◆ What this task involves: Please continue the text of Perl exercises on FileIO.pm and SeqFileIO.pm below, not the data after it, with what would come next after the exercise on h2xs.

◆ Extract to read:
____________________
This AUTOLOAD method is inherited by SeqFileIO.pm. One of the modifications that SeqFileIO.pm makes is defining its own %_my_attribute_properties to handle the new attributes that it defines, such as _sequence. In this case, all the attributes are either scalars or references to arrays, as before. What modifications are necessary if some other data type is needed for a new attribute by a class that inherited FileIO.pm? How can you rewrite FileIO.pm to make it easier to write classes that inherit it?
The test program testSeqFileIO has certain shortcomings. For one thing, it repeats blocks of code that can be replaced with a short loop (with a little rewriting). Another problem is that it doesn't test everything in the class.
Rewrite testSeqFileIO so that it's clearer and more comprehensive. By default, make it just give a short summary of the number of tests performed and the number of tests passed, but add a verbose flag so that it prints out all its tests in detail when desired. The module SeqFileIO.pm is lacking POD documentation.Add POD documentation to the module that is fairly easily cut and pasted into a test program for the module.
In SeqFileIO.pm, the hash %_all_attribute_properties changed from the base class and needed to be redefined. However, the code for the _all_attributes, _attribute_default, and _permissions helper methods didn't change. Why then did the new class SeqFileIO redefine these methods? (Hint: are these helper methods closures?) SeqFileIO.pm is also lacking POD documentation. Try adding POD documentation to the module soy that it can be easily cut and pasted into a test program for the module.
The h2xs program that ships with Perl simplifies module creation, and even helps you create the Makefile.PL that you'll need to add your own module to CPAN or to your local installation (which helps you bypass the somewhat awkward use lib directive that appears in the programs in this book). See also the perlxstut, the ExtUtils::MakeMaker, and the AUTOLOAD manpages. In particular, see the -X option to h2xs. Write a module starting from the use of h2xs.
____________________
◆ Data provided:
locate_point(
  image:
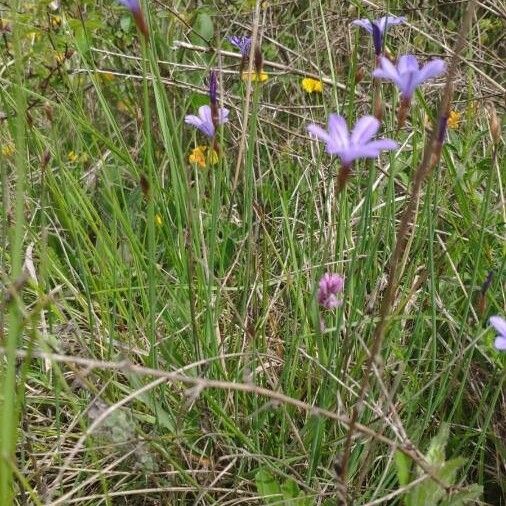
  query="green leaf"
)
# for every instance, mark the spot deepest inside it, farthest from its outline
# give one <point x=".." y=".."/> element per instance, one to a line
<point x="203" y="28"/>
<point x="125" y="22"/>
<point x="403" y="466"/>
<point x="267" y="486"/>
<point x="290" y="489"/>
<point x="436" y="453"/>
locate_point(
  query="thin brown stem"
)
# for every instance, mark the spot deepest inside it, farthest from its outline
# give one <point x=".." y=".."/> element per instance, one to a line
<point x="430" y="159"/>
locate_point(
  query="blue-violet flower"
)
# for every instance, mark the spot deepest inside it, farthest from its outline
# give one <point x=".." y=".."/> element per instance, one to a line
<point x="408" y="75"/>
<point x="204" y="120"/>
<point x="349" y="147"/>
<point x="378" y="28"/>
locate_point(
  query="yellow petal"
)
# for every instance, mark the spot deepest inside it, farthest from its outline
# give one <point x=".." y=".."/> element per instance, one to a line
<point x="198" y="157"/>
<point x="311" y="85"/>
<point x="255" y="76"/>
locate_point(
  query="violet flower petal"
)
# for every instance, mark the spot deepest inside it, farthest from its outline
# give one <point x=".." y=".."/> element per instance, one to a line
<point x="338" y="130"/>
<point x="499" y="324"/>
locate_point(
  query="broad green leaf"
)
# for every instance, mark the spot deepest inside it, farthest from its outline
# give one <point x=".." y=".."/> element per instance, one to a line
<point x="203" y="28"/>
<point x="267" y="486"/>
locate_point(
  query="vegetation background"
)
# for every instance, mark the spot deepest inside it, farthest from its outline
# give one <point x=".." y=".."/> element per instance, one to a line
<point x="122" y="263"/>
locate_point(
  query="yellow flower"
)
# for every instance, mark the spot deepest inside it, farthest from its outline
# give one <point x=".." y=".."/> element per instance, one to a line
<point x="198" y="156"/>
<point x="8" y="150"/>
<point x="311" y="85"/>
<point x="255" y="76"/>
<point x="454" y="119"/>
<point x="55" y="21"/>
<point x="72" y="156"/>
<point x="213" y="157"/>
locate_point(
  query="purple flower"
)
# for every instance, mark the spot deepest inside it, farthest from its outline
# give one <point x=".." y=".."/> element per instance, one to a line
<point x="241" y="43"/>
<point x="499" y="323"/>
<point x="378" y="28"/>
<point x="357" y="145"/>
<point x="132" y="5"/>
<point x="408" y="75"/>
<point x="213" y="87"/>
<point x="204" y="121"/>
<point x="329" y="287"/>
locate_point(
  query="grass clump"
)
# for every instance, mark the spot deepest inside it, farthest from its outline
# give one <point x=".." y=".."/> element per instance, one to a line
<point x="201" y="303"/>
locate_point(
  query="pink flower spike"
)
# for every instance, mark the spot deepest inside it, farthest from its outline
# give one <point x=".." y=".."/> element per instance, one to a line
<point x="329" y="287"/>
<point x="499" y="323"/>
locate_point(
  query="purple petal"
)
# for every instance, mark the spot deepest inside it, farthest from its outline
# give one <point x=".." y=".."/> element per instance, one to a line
<point x="338" y="130"/>
<point x="364" y="23"/>
<point x="430" y="70"/>
<point x="365" y="128"/>
<point x="387" y="21"/>
<point x="500" y="343"/>
<point x="407" y="63"/>
<point x="205" y="113"/>
<point x="499" y="324"/>
<point x="193" y="120"/>
<point x="223" y="115"/>
<point x="318" y="132"/>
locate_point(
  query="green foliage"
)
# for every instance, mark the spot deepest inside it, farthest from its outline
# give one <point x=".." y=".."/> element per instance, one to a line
<point x="429" y="492"/>
<point x="285" y="493"/>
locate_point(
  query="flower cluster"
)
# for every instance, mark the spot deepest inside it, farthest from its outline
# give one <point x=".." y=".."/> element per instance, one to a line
<point x="329" y="287"/>
<point x="348" y="144"/>
<point x="499" y="323"/>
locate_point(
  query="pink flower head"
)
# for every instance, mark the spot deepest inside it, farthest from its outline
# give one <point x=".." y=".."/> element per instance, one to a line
<point x="329" y="287"/>
<point x="204" y="121"/>
<point x="349" y="147"/>
<point x="499" y="323"/>
<point x="408" y="75"/>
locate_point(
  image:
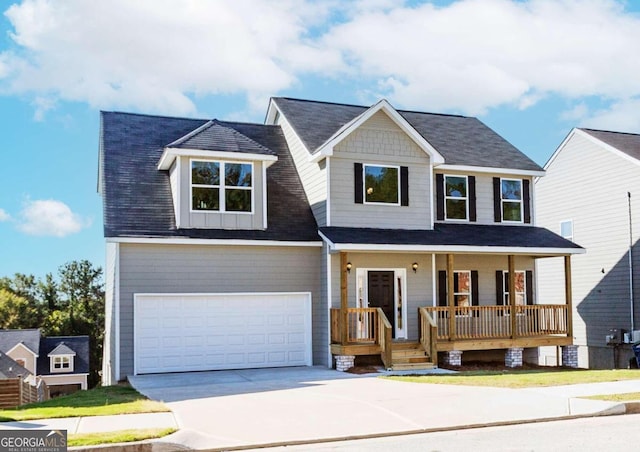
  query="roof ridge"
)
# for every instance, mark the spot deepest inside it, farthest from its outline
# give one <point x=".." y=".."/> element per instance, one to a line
<point x="609" y="131"/>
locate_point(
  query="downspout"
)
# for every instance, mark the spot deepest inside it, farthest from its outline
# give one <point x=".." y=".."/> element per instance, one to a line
<point x="631" y="301"/>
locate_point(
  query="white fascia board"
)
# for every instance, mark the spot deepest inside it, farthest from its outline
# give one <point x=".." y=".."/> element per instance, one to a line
<point x="326" y="149"/>
<point x="20" y="344"/>
<point x="488" y="169"/>
<point x="170" y="154"/>
<point x="216" y="242"/>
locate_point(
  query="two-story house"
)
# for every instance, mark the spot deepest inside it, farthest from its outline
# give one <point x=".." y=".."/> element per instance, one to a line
<point x="329" y="232"/>
<point x="591" y="194"/>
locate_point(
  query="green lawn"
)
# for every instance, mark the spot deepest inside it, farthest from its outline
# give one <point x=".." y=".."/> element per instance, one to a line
<point x="123" y="436"/>
<point x="523" y="378"/>
<point x="94" y="402"/>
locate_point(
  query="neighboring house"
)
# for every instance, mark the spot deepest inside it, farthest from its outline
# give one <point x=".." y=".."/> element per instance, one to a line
<point x="591" y="195"/>
<point x="62" y="362"/>
<point x="329" y="232"/>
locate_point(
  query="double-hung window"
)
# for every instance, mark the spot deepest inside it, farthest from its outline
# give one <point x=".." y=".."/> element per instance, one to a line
<point x="520" y="288"/>
<point x="381" y="184"/>
<point x="221" y="186"/>
<point x="511" y="200"/>
<point x="456" y="197"/>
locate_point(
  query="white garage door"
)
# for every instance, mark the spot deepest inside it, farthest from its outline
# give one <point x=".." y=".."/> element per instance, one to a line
<point x="189" y="332"/>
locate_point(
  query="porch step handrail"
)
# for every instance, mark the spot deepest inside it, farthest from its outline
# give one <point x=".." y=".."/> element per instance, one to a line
<point x="385" y="339"/>
<point x="428" y="334"/>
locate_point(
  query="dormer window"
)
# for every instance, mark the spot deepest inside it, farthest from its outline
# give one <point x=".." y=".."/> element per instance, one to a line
<point x="219" y="186"/>
<point x="62" y="363"/>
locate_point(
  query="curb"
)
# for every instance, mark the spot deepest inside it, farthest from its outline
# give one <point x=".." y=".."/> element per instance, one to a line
<point x="158" y="446"/>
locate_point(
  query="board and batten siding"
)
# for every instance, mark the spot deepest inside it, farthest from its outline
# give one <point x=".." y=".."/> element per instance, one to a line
<point x="148" y="268"/>
<point x="312" y="175"/>
<point x="219" y="220"/>
<point x="486" y="266"/>
<point x="379" y="141"/>
<point x="588" y="184"/>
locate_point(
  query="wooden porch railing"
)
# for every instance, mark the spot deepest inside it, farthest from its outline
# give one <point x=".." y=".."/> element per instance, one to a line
<point x="494" y="322"/>
<point x="428" y="334"/>
<point x="364" y="326"/>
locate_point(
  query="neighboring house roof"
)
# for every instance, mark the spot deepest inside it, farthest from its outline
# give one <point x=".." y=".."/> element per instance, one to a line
<point x="73" y="344"/>
<point x="61" y="349"/>
<point x="137" y="196"/>
<point x="11" y="369"/>
<point x="629" y="143"/>
<point x="453" y="235"/>
<point x="461" y="140"/>
<point x="30" y="338"/>
<point x="216" y="136"/>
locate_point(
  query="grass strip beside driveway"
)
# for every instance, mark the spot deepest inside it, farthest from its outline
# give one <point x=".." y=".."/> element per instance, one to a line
<point x="103" y="401"/>
<point x="523" y="378"/>
<point x="122" y="436"/>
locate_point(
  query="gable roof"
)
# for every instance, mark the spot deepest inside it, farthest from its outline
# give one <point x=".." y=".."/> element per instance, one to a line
<point x="629" y="143"/>
<point x="137" y="199"/>
<point x="461" y="140"/>
<point x="30" y="338"/>
<point x="11" y="369"/>
<point x="78" y="345"/>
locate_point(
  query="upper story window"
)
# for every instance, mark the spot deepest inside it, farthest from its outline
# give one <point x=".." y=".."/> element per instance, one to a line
<point x="455" y="192"/>
<point x="62" y="363"/>
<point x="511" y="200"/>
<point x="221" y="186"/>
<point x="566" y="229"/>
<point x="381" y="184"/>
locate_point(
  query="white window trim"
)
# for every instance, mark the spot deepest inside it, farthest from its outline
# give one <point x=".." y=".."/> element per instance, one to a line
<point x="364" y="189"/>
<point x="505" y="290"/>
<point x="222" y="187"/>
<point x="362" y="297"/>
<point x="458" y="198"/>
<point x="521" y="201"/>
<point x="570" y="221"/>
<point x="52" y="364"/>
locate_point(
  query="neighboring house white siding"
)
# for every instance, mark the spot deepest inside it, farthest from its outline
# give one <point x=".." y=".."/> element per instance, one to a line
<point x="312" y="175"/>
<point x="148" y="268"/>
<point x="379" y="141"/>
<point x="588" y="185"/>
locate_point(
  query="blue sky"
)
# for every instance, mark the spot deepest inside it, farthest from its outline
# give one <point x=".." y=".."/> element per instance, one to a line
<point x="531" y="70"/>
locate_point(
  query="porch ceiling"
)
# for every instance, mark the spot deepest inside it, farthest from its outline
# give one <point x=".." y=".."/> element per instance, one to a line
<point x="453" y="238"/>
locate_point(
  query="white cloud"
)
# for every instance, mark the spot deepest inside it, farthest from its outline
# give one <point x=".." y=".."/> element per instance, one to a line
<point x="4" y="216"/>
<point x="470" y="56"/>
<point x="50" y="218"/>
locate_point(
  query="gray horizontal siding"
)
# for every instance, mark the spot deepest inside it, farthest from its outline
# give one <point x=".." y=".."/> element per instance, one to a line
<point x="589" y="185"/>
<point x="217" y="269"/>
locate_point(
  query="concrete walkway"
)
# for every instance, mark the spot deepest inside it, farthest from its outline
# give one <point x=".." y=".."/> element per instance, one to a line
<point x="233" y="409"/>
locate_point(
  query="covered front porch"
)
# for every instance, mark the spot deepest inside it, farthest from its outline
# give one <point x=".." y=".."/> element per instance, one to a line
<point x="452" y="328"/>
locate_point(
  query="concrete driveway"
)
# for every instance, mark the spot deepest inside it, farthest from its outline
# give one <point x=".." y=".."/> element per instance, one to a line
<point x="227" y="409"/>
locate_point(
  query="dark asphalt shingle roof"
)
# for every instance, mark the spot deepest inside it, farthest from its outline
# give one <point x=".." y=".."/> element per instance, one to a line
<point x="137" y="198"/>
<point x="28" y="337"/>
<point x="216" y="136"/>
<point x="11" y="369"/>
<point x="77" y="344"/>
<point x="629" y="143"/>
<point x="452" y="235"/>
<point x="461" y="140"/>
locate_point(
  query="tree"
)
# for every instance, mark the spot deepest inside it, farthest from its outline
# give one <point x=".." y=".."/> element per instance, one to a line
<point x="16" y="311"/>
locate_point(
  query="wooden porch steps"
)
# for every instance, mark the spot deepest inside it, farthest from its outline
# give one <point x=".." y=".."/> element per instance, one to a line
<point x="409" y="356"/>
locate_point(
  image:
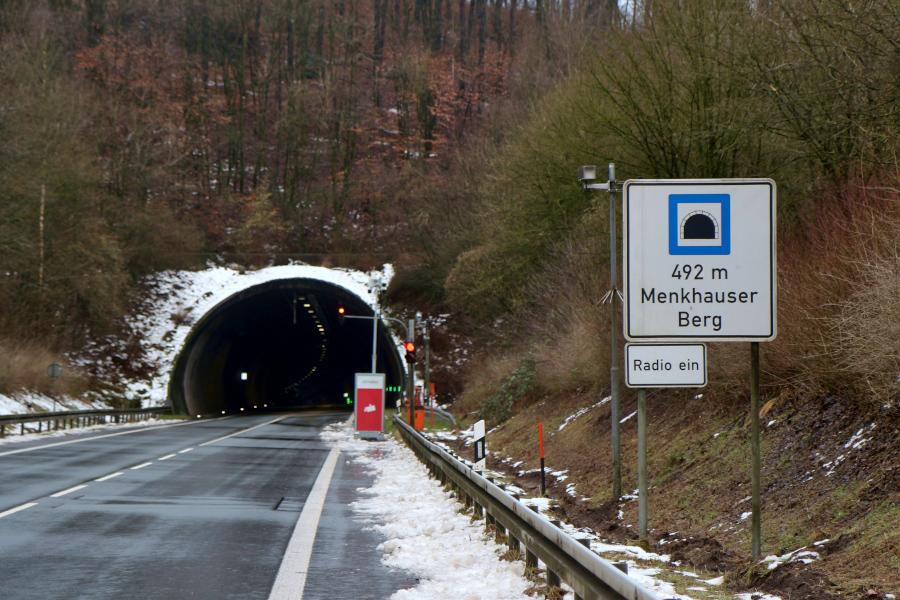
____________________
◆ Expected answer:
The open calls in the read methods of the classes in this chapter specify a filehandle FileIOFH. Alternatives include using lexical scalars as filehandles or the IO::Handle package. Rewrite the read methods so files are opened with these alternative types of filehandles. What costs or benefits result from these rewritings? (See the perlopentut part of the Perl documentation.)
In the AUTOLOAD method, a copy of the file data is returned from the get_filedata accessor; this will protect the actual file data in the object, but it makes a copy of a potentially very large amount of data, which can overtax your system. Discuss alternatives for this behavior, and implement one of them.
Reading in a few hundred large files (as can easily happen with the modules in this chapter) can overtax your system, causing the system, or at least the program, to crash. Design two alternative methods that avoid this overuse of memory. For instance, you can avoid reading in a file until the sequence data is actually needed. You can also reread the data into the program each time needed but not save it in your object. Finally, you can reclaim memory from older files. Implement one of these methods or some other. What other parts of the code need to be altered?